EXERCISE AIM = Put this sentence from the forum thread into Spanish: "No, this is actually intentional."

>> begin TEXT PASSAGE

No idea, to be honest.

Patrick
Kristoffer Haugsbakk Oct. 24, 2024, 7:18 a.m. UTC | #4
On Thu, Oct 24, 2024, at 08:30, Patrick Steinhardt wrote:
>> s/FILE_RENAME_POSIX_SEMANICS/FILE_RENAME_FLAG_POSIX_SEMANTICS/
>
> No, this is actually intentional. There are two different flags:
>
>   - FILE_RENAME_POSIX_SEMANTICS is what ntifs.h exposes and what I've
>     been linking for documentation. This flag cannot be used though with
>     `FileRenameInfoEx`.
>
>   - FILE_RENAME_FLAG_POSIX_SEMANTICS is what needs to be used with
>     `FileRenameInfoEx`, but it is undocumented.
>

I made a copy–paste mistake. :P I should have just pointed out this
(missing T):

    _SEMANICS

So you wrote it the correct-looking way in your first bullet
point here.
Patrick Steinhardt Oct. 24, 2024, 7:20 a.m. UTC | #5
On Thu, Oct 24, 2024 at 09:18:18AM +0200, Kristoffer Haugsbakk wrote:
> On Thu, Oct 24, 2024, at 08:30, Patrick Steinhardt wrote:
> >> s/FILE_RENAME_POSIX_SEMANICS/FILE_RENAME_FLAG_POSIX_SEMANTICS/
> >
> > No, this is actually intentional. There are two different flags:
> >
> >   - FILE_RENAME_POSIX_SEMANTICS is what ntifs.h exposes and what I've
> >     been linking for documentation. This flag cannot be used though with
> >     `FileRenameInfoEx`.
> >
> >   - FILE_RENAME_FLAG_POSIX_SEMANTICS is what needs to be used with
> >     `FileRenameInfoEx`, but it is undocumented.
> >
> 
> I made a copy–paste mistake. :P I should have just pointed out this
> (missing T):
> 
>     _SEMANICS
> 
> So you wrote it the correct-looking way in your first bullet
> point here.

Oh, indeed! Thanks.

Patrick
diff mbox series

Patch

diff --git a/compat/mingw.c b/compat/mingw.c
index ce95f3a5968..df78f61f7f9 100644
--- a/compat/mingw.c
+++ b/compat/mingw.c
@@ -2206,10 +2206,16 @@  int mingw_accept(int sockfd1, struct sockaddr *sa, socklen_t *sz)
 #undef rename
 int mingw_rename(const char *pold, const char *pnew)
 {
+	static int supports_file_rename_info_ex = 1;
 	DWORD attrs, gle;
 	int tries = 0;
 	wchar_t wpold[MAX_PATH], wpnew[MAX_PATH];
-	if (xutftowcs_path(wpold, pold) < 0 || xutftowcs_path(wpnew, pnew) < 0)
+	int wpnew_len;
+
+	if (xutftowcs_path(wpold, pold) < 0)
+		return -1;
+	wpnew_len = xutftowcs_path(wpnew, pnew);
+	if (wpnew_len < 0)

>> end TEXT PASSAGE
>> begin RECORDS

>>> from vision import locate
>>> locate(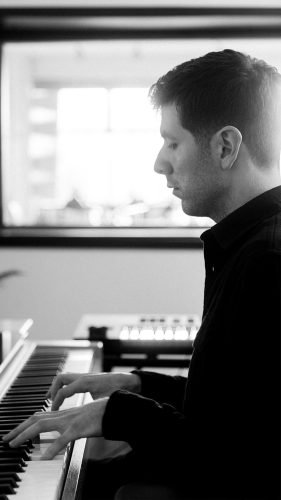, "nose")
[154,148,173,175]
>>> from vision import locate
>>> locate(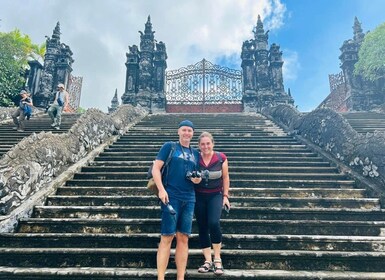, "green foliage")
[0,29,45,107]
[354,23,385,81]
[76,107,87,114]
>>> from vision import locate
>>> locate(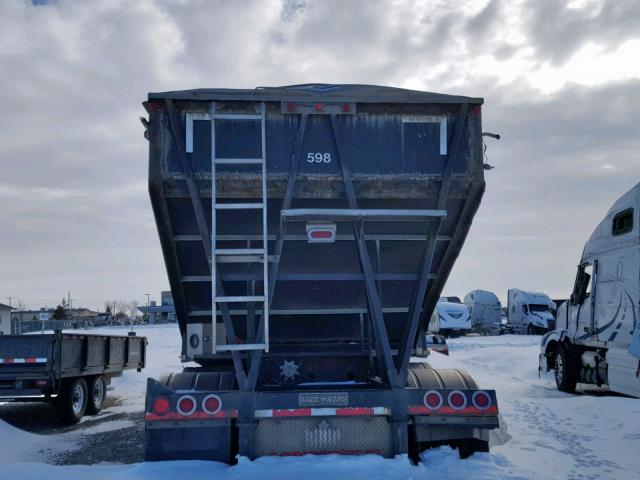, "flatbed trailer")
[0,331,147,423]
[142,84,498,463]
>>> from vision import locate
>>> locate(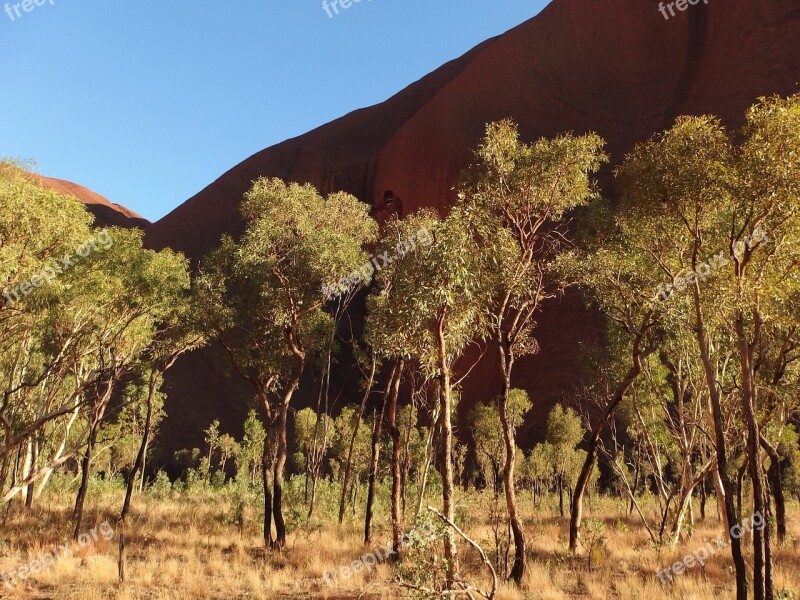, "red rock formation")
[147,0,800,454]
[37,175,150,229]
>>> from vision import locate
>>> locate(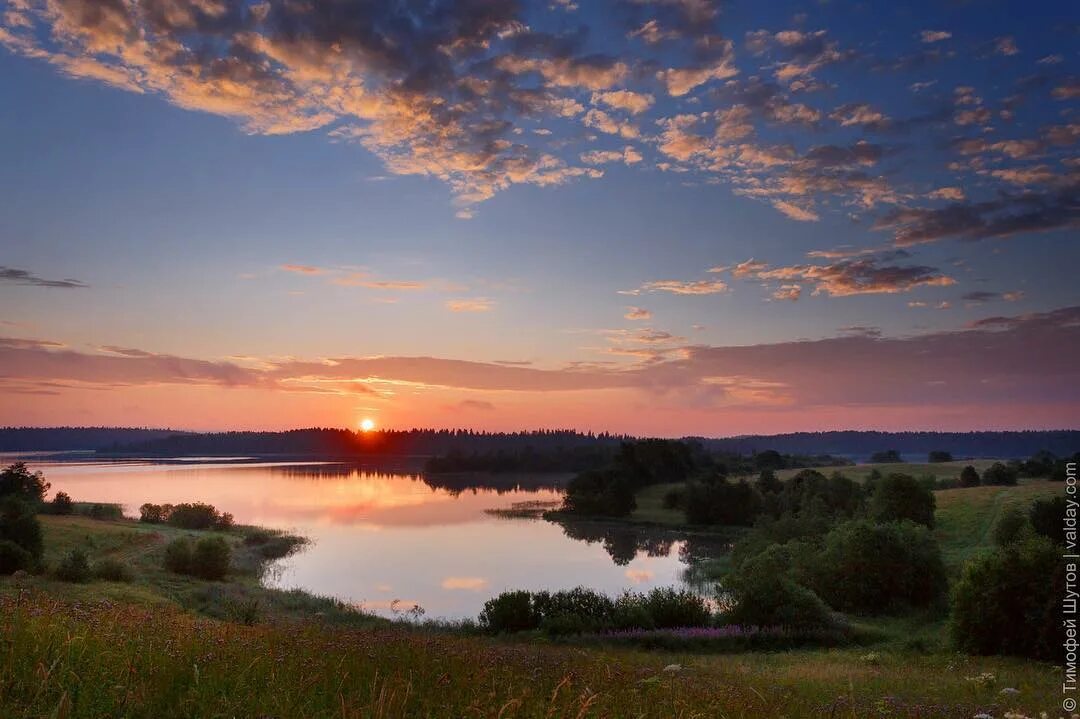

>> end RECORDS

OUTPUT BELOW = No, en realidad esto es intencionado.